◆ SELECTION ◆
○ ○ ○ ○ ○ ○ ○

I'm thinking wet wood might be my main trouble, as I've had some creosote buildup on the glass and most of my logs don't show signs of being totally dry - typically the logs take awhile to catch. Anything else I might be on the lookout for? Is unseasoned wood enough of a problem to cause this level of underperformance?

I've been scouring the forums here, but apologize if there are answers to be found that I've missed...

Thanks!
 
Welcome to the forum, that's fine if a question gets asked more than once, or what would we talk about? Green wood creates creosote and burns cooler because of the moisture content. Not knowing anything about your setup or chimney, I might suggest that you get some dry wood. Then start a fire with lots of kindling, small splits, get a nice coal bed and then add bigger splits. After the splits are charred start cutting back the air, every 5 minuets or so. There is always a learning curve with a new stove. It's ideal to have two year old split and dry wood. So start planning for next year. Good luck
 
How far in your fireplace is it? If it is IN the fireplace even with good dry wood it might be hard to get that radiant heat out of the surrounding brick.
 
When I've had to make due with wet wood I found that splitting it extra small and loading it loosely helped the wood to combust with more heat output. You'll go through more wood this way but you won't freeze. When you have good dry wood you can begin to really tune your methods. The most important thing I learned is that the stove gets hottest when the air control is shut most of the way.

The phoenix is an attractive stove. It will work out.
 
I have a question for anyone who knows hearthstone stoves .
I found one used 3 times for $250 .
Used it most of last winter in my basement ,which has quite alot on concrete to absorb heat .
But I just couldnt get a great deal of heat from it
area in the basement is about 800 sqr ft maybe 1000 tops

seemed like it was starving for air.
looked the slider at the bottom over .
when it is running i get a funny smell kinda like fiberglass burning.
Is this the soapstone ?

Oh its a Phoenix model
 
When my soapstone was breaking in and when I reseasoned it this year and water was expelled the smell that comes from it is like a hot pancake griddle to me. Not a burning paint of burning dust but like a hot rock. I've never been able to burn fiberglass try as I might so I am not sure wht it would smell like.

○ ○ ○ ○ ○ ○ ○

◆ DIRECTIONS FOR THIS TASK ◆
Could you rewrite the stove forum thread starting at "I found one" and ending at "the soapstone ?", with "basement" swapped for "garage"?

○ ○ ○ ○ ○ ○ ○

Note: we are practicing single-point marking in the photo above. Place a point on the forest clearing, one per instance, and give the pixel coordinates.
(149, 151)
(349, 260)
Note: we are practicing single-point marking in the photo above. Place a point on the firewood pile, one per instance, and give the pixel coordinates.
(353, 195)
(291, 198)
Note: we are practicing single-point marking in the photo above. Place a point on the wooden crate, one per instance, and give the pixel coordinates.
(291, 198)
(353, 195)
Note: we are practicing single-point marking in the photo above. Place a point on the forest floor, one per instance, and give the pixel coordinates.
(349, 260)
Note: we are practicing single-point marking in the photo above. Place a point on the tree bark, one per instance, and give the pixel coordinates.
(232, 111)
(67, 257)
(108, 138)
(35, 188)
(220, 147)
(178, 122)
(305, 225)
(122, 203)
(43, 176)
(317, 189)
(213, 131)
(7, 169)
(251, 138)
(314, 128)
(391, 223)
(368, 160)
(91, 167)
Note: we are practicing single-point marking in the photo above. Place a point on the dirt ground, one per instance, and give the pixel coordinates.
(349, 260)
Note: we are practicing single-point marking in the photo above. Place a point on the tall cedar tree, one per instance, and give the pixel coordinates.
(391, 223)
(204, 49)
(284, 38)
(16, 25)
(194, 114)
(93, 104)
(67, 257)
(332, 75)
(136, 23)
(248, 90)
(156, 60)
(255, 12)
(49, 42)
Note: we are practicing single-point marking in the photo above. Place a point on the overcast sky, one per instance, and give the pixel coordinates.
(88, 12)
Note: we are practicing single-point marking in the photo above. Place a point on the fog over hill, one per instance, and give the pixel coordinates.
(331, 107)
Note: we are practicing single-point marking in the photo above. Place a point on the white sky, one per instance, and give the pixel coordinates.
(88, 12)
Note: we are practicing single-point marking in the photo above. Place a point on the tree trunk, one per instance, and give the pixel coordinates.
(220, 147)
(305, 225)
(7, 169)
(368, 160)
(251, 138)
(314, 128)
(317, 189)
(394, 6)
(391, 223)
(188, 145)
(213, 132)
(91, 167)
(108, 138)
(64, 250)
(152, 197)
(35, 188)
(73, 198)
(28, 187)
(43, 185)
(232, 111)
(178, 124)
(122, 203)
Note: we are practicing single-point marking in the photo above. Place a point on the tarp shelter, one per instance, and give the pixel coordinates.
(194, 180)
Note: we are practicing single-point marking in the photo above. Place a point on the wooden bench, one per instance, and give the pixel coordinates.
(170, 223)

○ ○ ○ ○ ○ ○ ○

◆ EXERCISE RESULT ◆
I found one used 3 times for $250 .
Used it most of last winter in my garage ,which has quite alot on concrete to absorb heat .
But I just couldnt get a great deal of heat from it
area in the garage is about 800 sqr ft maybe 1000 tops

seemed like it was starving for air.
looked the slider at the bottom over .
when it is running i get a funny smell kinda like fiberglass burning.
Is this the soapstone ?